[Begin DATA PROVIDED]

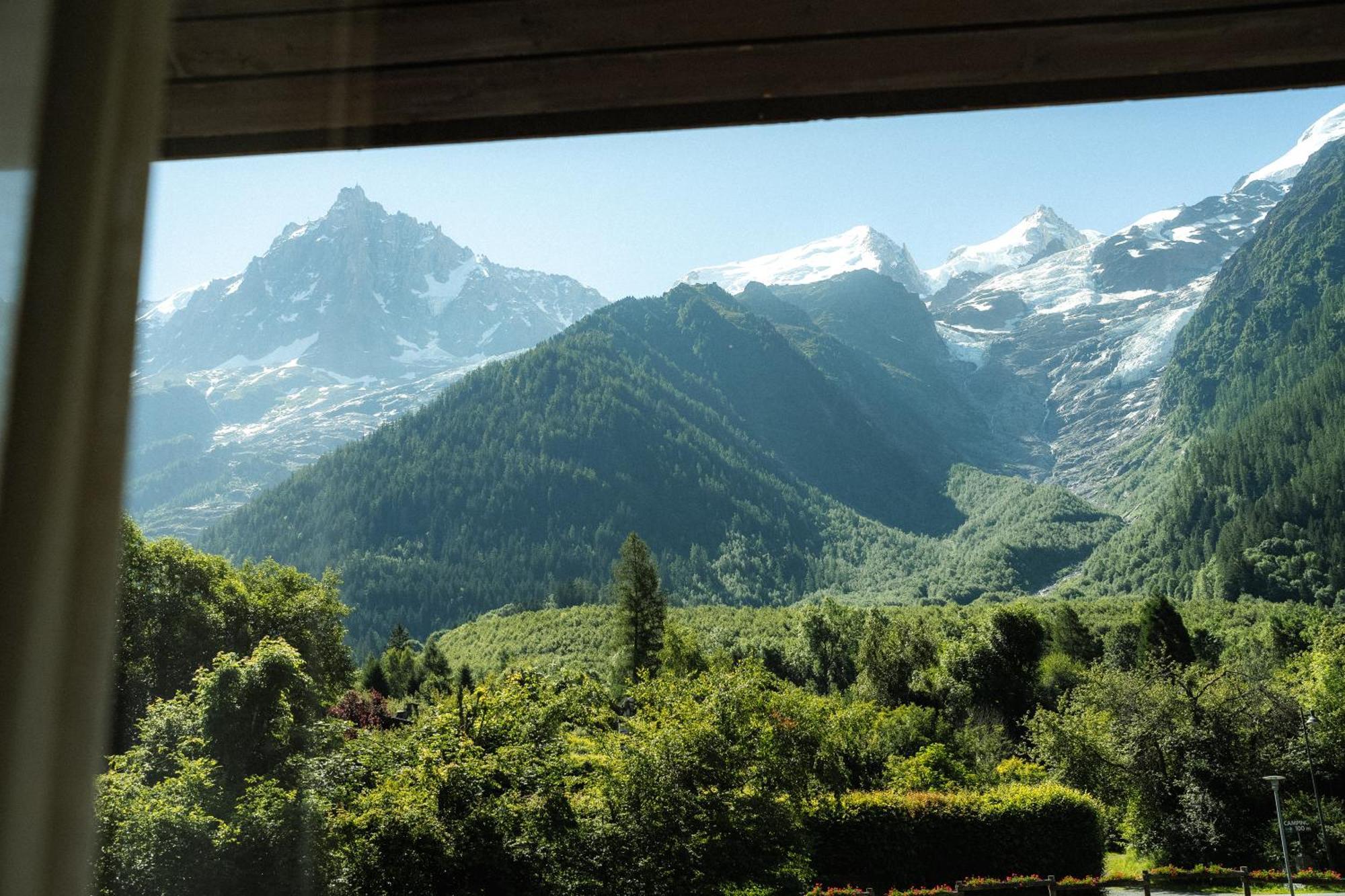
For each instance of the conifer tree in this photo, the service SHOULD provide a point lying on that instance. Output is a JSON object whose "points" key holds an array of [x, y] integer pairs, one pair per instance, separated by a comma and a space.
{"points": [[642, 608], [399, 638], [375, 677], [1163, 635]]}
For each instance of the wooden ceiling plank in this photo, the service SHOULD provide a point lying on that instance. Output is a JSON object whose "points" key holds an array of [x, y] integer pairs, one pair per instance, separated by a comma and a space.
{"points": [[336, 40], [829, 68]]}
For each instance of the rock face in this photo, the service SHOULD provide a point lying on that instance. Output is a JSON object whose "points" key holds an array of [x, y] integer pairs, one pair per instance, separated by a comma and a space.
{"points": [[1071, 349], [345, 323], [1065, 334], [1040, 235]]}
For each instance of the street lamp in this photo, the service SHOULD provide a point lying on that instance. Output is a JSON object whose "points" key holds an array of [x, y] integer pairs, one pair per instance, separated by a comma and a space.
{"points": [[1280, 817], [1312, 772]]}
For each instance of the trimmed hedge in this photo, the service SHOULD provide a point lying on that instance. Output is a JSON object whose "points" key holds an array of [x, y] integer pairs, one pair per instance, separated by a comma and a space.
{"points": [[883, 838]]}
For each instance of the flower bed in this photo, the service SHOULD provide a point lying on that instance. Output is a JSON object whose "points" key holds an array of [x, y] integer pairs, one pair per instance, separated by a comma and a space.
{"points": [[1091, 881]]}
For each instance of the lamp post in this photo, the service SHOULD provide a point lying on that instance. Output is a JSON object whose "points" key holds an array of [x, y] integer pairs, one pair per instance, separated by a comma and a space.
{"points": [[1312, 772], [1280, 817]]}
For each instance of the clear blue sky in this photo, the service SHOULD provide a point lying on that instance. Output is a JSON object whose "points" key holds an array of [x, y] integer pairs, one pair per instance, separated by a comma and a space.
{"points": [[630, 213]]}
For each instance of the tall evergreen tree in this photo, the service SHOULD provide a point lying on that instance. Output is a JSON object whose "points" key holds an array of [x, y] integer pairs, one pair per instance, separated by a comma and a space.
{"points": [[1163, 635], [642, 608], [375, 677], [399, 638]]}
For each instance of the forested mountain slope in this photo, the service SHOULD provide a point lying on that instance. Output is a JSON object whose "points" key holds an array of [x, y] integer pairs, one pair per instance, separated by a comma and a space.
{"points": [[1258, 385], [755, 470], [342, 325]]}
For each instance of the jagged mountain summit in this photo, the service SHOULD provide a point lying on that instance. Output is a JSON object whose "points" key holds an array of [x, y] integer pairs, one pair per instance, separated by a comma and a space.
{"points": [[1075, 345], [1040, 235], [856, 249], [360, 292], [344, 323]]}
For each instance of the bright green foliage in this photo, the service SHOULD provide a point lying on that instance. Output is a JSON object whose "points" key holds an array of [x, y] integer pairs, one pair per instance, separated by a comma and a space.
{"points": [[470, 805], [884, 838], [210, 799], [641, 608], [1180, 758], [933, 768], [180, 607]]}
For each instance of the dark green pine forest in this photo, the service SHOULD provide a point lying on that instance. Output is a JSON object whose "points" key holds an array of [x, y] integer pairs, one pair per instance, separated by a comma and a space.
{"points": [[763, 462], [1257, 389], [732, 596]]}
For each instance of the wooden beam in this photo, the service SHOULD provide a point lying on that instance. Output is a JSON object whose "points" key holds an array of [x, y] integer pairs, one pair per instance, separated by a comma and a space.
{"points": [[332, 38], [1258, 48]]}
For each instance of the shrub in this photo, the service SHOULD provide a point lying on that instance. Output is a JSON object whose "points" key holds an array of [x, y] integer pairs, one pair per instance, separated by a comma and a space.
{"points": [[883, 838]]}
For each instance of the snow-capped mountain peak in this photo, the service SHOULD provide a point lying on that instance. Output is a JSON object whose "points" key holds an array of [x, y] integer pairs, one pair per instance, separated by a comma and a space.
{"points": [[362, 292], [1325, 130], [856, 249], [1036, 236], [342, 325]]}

[End DATA PROVIDED]

### REQUIREMENT
Only the lines from the one containing "For each instance of the dark" to the end of the data should be printed, exactly as they stand.

### SOLVED EXERCISE
For each instance of the dark green pine forest in this photo, the service SHOULD provide a point lying on that instance. Output is a JSON object whose "points" key holds an array of [x, y] integer pairs, one pair per instance, separated by a comma and a space.
{"points": [[763, 462], [1257, 389], [732, 596]]}
For each instance of the wooden beam in this photo, the service SHOULD provide a point lying on that instance. Output is a JSON object whose "points" key holds an array of [x, y] integer pairs, one pair per instance, separated by a comma and a space.
{"points": [[332, 38], [1258, 48]]}
For each instance of the shrub in this photo, the service SHOULD provide a point lying on that instance. Output is a JSON object whose "points" key holds an array of [x, y] integer pairs, one pair per instance, separated by a comma and a space.
{"points": [[883, 838]]}
For each instance of the snow-capped mountain peak in this photo, the service SHOULD provide a point lying on that instance. Output is a JSON object whose "points" key holds an array of [x, y] integer pairs, one pair per instance, separated by a comma and a space.
{"points": [[362, 292], [1325, 130], [856, 249], [1036, 236], [342, 325]]}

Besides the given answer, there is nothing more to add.